#### [RETO 1]
Convierte en una tabla Markdown las filas desde la línea que contiene "TARGET = white butterfly" hasta el final de las filas, ambos extremos incluidos, sin las líneas en blanco. Usa dos columnas: N.º, con un número correlativo, y Línea, con la línea.

#### [FRAGMENTO DEL TEXTO]

La injusticia nos divide en esos dos extremos: la tristeza paraliza, la rabia empuja. La tristeza es resignación: madres que ven cómo les arrebatan a sus hijos en un aeropuerto, y apenas logran gritar; hombres y mujeres deportados incluso con documentos legales en mano, demasiado cansados para enfrentarse a un aparato que siempre gana. La rabia, en cambio, es insomnio: es el grito de los activistas que no soportan ver más familias destrozadas, la voz de los jóvenes que interrumpen actos públicos para incomodar a quienes prefieren no escuchar. Pero la rabia, si no encuentra cauces, se desborda: de la protesta pacífica pasa al vandalismo, del vandalismo a la violencia, y pronto al terreno en el que ICE se mueve con soltura: el de la guerra contra un “enemigo interno”.
A este ciclo emocional se suma el extremo de la brutalidad. ICE no solo ejecuta detenciones: las ejecuta con violencia calculada, casi teatral. Puertas derribadas en la madrugada, niños despertados por el ruido de botas y armas, esposas en las muñecas de padres frente a sus hijos. El proceso legal, cuando existe, suele estar lleno de trampas y vacíos: audiencias sin traducción adecuada, personas sin representación, plazos que se violan sin consecuencias para el sistema, pero con consecuencias irreparables para las familias. Y está lo más perturbador: los desaparecidos. Personas detenidas en la noche que no vuelven a aparecer en ningún registro durante días o semanas. Familias que recorren oficinas, que llaman a centros de detención, que imploran información y reciben silencio. Esa opacidad es también una forma de violencia: el secuestro bajo el sello de lo “legal”.
Frente a todo esto no solo están los tristes y los rabiosos. También están los que justifican. Los que dicen: “Si están aquí, es ilegal, y lo ilegal debe castigarse”. Para ellos, la ley pesa más que la humanidad. Pero la historia nos recuerda que la esclavitud fue legal, que la colonización fue legal, que los campos de concentración también tuvieron su marco jurídico. La legalidad, sola, nunca ha sido sinónimo de justicia.
Otros son más fríos y se refugian en un “de malas”. Creen que los inmigrantes sabían a lo que se exponían, como si la desesperación de huir del hambre o de la violencia fuera una apuesta voluntaria. Están también los que piensan que todo es exageración: que los centros de detención no son tan terribles, que las deportaciones no son tan arbitrarias, que las denuncias son retórica de campaña. Y, quizá más devastador que todo eso, está la indiferencia: quienes simplemente no sienten nada porque creen que este problema no les toca.
En el extremo más triste están los que sí sienten dolor pero no hacen nada. Lloran las injusticias, pero su silencio termina siendo otra forma de legitimación. Esa pasividad es, quizás, la más útil para ICE: no incomoda, no protesta, no estorba.
El resultado es un ciclo perverso. ICE se alimenta de la tristeza porque la resignación le da vía libre. Se alimenta de la rabia porque la violencia le ofrece la excusa perfecta para presentarse como guardián del orden. Se alimenta de quienes justifican sus abusos en nombre de la ley, porque la legalidad sin humanidad se convierte en impunidad. Se alimenta de los indiferentes, porque la apatía es otra forma de complicidad.

#### [RETO 2]
Escribe tal cual el pasaje del texto sobre ICE desde "En el extremo" hasta "forma de complicidad.".

#### [FILAS A PROCESAR]
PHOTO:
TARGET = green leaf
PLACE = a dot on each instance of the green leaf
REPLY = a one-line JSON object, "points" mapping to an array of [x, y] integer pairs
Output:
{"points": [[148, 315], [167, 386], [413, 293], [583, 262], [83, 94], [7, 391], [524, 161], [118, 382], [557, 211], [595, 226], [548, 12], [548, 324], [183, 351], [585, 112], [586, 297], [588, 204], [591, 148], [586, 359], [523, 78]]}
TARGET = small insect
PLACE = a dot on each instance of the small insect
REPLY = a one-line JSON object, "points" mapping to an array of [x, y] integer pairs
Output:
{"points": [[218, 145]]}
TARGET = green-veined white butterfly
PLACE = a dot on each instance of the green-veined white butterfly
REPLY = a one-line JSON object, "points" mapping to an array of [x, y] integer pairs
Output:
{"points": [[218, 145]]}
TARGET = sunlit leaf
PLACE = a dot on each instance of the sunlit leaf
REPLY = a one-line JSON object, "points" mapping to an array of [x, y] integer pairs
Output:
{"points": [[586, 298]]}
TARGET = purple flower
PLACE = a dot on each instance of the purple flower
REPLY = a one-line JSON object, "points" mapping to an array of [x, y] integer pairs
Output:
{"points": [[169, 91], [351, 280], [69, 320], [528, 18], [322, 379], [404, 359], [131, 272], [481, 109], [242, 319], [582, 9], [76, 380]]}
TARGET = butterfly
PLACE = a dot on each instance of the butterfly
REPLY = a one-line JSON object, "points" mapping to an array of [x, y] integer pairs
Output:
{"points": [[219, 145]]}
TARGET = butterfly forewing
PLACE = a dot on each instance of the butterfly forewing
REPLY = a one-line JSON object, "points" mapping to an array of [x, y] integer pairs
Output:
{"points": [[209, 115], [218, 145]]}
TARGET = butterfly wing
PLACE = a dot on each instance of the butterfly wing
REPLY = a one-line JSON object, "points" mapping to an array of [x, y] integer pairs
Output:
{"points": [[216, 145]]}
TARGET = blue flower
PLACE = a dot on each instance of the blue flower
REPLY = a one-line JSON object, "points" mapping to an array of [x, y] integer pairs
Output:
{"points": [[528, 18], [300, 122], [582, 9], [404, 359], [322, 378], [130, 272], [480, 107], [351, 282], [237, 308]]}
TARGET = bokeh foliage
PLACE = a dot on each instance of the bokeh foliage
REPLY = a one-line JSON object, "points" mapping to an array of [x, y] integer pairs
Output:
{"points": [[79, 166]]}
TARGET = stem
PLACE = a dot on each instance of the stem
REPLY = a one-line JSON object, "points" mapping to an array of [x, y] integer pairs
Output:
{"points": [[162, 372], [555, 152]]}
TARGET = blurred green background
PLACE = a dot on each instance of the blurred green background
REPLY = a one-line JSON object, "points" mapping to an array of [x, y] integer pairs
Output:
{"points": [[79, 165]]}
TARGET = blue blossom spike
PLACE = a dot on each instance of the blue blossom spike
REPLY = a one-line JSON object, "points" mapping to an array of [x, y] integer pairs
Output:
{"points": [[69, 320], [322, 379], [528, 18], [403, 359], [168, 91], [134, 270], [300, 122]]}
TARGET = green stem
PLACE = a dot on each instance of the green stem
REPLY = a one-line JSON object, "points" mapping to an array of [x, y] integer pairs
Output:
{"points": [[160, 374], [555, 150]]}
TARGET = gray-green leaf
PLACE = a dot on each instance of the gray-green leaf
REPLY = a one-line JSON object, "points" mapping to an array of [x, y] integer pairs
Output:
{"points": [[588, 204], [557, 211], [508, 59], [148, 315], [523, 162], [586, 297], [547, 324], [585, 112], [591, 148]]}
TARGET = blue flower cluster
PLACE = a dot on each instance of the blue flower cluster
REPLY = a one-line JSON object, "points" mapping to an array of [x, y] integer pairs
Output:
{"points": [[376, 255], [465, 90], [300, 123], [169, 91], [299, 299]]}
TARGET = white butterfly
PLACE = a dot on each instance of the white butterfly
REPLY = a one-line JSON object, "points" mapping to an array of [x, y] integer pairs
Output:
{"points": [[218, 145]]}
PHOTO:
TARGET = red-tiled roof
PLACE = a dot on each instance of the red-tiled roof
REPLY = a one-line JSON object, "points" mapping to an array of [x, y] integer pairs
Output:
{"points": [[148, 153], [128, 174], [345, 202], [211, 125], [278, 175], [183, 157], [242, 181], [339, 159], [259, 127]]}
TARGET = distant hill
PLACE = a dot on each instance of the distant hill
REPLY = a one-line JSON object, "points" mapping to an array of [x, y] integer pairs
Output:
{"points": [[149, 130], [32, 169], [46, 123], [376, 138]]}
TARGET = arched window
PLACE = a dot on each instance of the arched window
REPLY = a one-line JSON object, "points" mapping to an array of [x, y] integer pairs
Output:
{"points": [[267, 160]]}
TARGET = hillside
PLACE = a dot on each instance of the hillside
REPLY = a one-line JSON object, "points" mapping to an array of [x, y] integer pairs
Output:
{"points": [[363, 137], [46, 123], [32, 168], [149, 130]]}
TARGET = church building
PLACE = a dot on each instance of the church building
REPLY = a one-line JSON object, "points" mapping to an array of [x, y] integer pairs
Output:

#### [RESPUESTA DEL EJERCICIO 1]
| N.º | Línea |
|---|---|
| 1 | TARGET = white butterfly |
| 2 | PLACE = a dot on each instance of the white butterfly |
| 3 | REPLY = a one-line JSON object, "points" mapping to an array of [x, y] integer pairs |
| 4 | Output: |
| 5 | {"points": [[218, 145]]} |
| 6 | PHOTO: |
| 7 | TARGET = red-tiled roof |
| 8 | PLACE = a dot on each instance of the red-tiled roof |
| 9 | REPLY = a one-line JSON object, "points" mapping to an array of [x, y] integer pairs |
| 10 | Output: |
| 11 | {"points": [[148, 153], [128, 174], [345, 202], [211, 125], [278, 175], [183, 157], [242, 181], [339, 159], [259, 127]]} |
| 12 | TARGET = distant hill |
| 13 | PLACE = a dot on each instance of the distant hill |
| 14 | REPLY = a one-line JSON object, "points" mapping to an array of [x, y] integer pairs |
| 15 | Output: |
| 16 | {"points": [[149, 130], [32, 169], [46, 123], [376, 138]]} |
| 17 | TARGET = arched window |
| 18 | PLACE = a dot on each instance of the arched window |
| 19 | REPLY = a one-line JSON object, "points" mapping to an array of [x, y] integer pairs |
| 20 | Output: |
| 21 | {"points": [[267, 160]]} |
| 22 | TARGET = hillside |
| 23 | PLACE = a dot on each instance of the hillside |
| 24 | REPLY = a one-line JSON object, "points" mapping to an array of [x, y] integer pairs |
| 25 | Output: |
| 26 | {"points": [[363, 137], [46, 123], [32, 168], [149, 130]]} |
| 27 | TARGET = church building |
| 28 | PLACE = a dot on each instance of the church building |
| 29 | REPLY = a one-line JSON object, "points" mapping to an array of [x, y] integer pairs |
| 30 | Output: |

#### [RESPUESTA DEL EJERCICIO 2]
En el extremo más triste están los que sí sienten dolor pero no hacen nada. Lloran las injusticias, pero su silencio termina siendo otra forma de legitimación. Esa pasividad es, quizás, la más útil para ICE: no incomoda, no protesta, no estorba.
El resultado es un ciclo perverso. ICE se alimenta de la tristeza porque la resignación le da vía libre. Se alimenta de la rabia porque la violencia le ofrece la excusa perfecta para presentarse como guardián del orden. Se alimenta de quienes justifican sus abusos en nombre de la ley, porque la legalidad sin humanidad se convierte en impunidad. Se alimenta de los indiferentes, porque la apatía es otra forma de complicidad.